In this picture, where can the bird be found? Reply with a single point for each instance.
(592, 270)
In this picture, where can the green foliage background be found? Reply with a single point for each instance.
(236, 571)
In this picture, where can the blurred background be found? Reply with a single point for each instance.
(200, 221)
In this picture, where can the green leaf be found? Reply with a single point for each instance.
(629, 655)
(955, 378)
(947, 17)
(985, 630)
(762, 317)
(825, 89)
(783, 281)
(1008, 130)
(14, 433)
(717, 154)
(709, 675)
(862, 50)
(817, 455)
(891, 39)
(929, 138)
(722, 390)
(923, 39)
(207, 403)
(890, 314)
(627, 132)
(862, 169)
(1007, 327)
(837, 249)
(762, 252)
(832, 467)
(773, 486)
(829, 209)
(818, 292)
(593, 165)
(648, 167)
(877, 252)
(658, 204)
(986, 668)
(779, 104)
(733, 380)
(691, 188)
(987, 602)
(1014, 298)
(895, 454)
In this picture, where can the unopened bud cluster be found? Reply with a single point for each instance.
◇ ◇ ◇
--- How to complete this task ---
Without any change, reproduce the listing above in full.

--- Output of the exercise ---
In this picture, where can the bird be found? Reply with a single point for each instance.
(592, 270)
In this picture, where can the green foliage background be found? Reply with a single point for each instance.
(236, 571)
In this picture, where can the blurred background be found? Reply with a single point for each instance.
(200, 221)
In this picture, where can the green leaf be found? Reply with a single point for each instance.
(629, 655)
(955, 378)
(947, 17)
(985, 630)
(762, 317)
(825, 89)
(783, 281)
(1008, 130)
(14, 433)
(717, 154)
(709, 675)
(862, 50)
(817, 455)
(891, 39)
(929, 138)
(722, 390)
(923, 39)
(207, 403)
(890, 314)
(627, 132)
(862, 169)
(1007, 327)
(837, 249)
(762, 252)
(832, 467)
(773, 486)
(829, 209)
(818, 292)
(593, 165)
(648, 167)
(877, 252)
(658, 204)
(986, 668)
(779, 104)
(733, 380)
(691, 188)
(987, 602)
(1014, 298)
(895, 454)
In this picture, where can the unopened bud cluster be found? Reply with a single point for each instance.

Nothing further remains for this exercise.